Task details
Rewrite each of the entries below with every "instance" changed to "occurrence" and everything else left as it is, and omit the pictures from your answer.
■ ■ ■ ■ ■ ■ ■
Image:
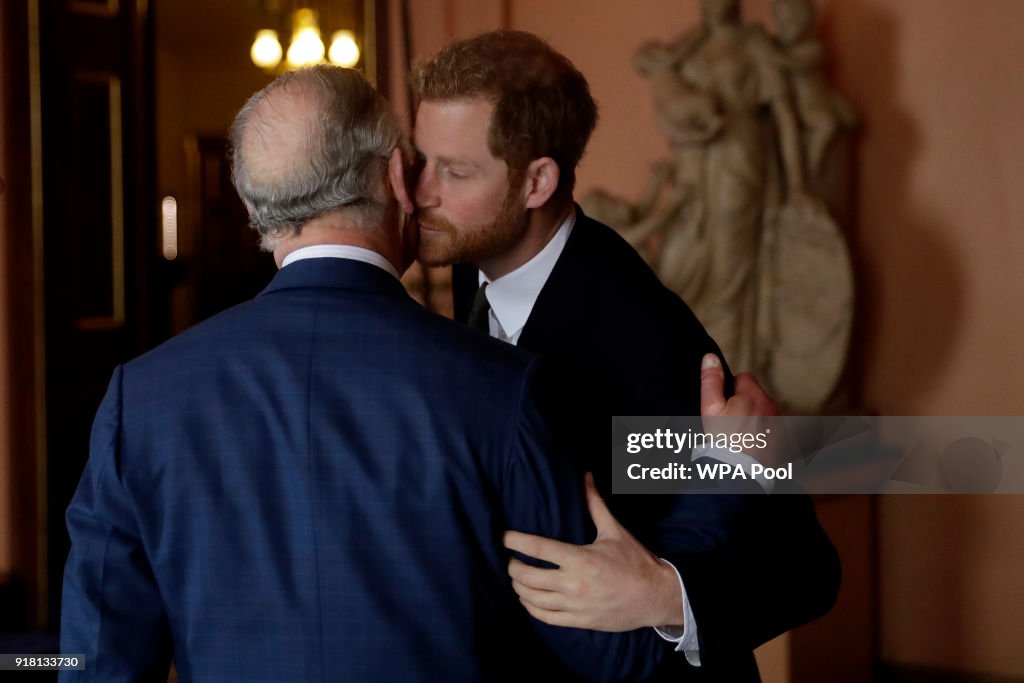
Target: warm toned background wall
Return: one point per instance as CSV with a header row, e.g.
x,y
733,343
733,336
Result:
x,y
938,244
5,397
■ ■ ■ ■ ■ ■ ■
Right answer
Image:
Target: warm toned background wall
Return: one point per occurrence as CSV with a header row, e.g.
x,y
733,343
733,336
Result:
x,y
938,244
5,397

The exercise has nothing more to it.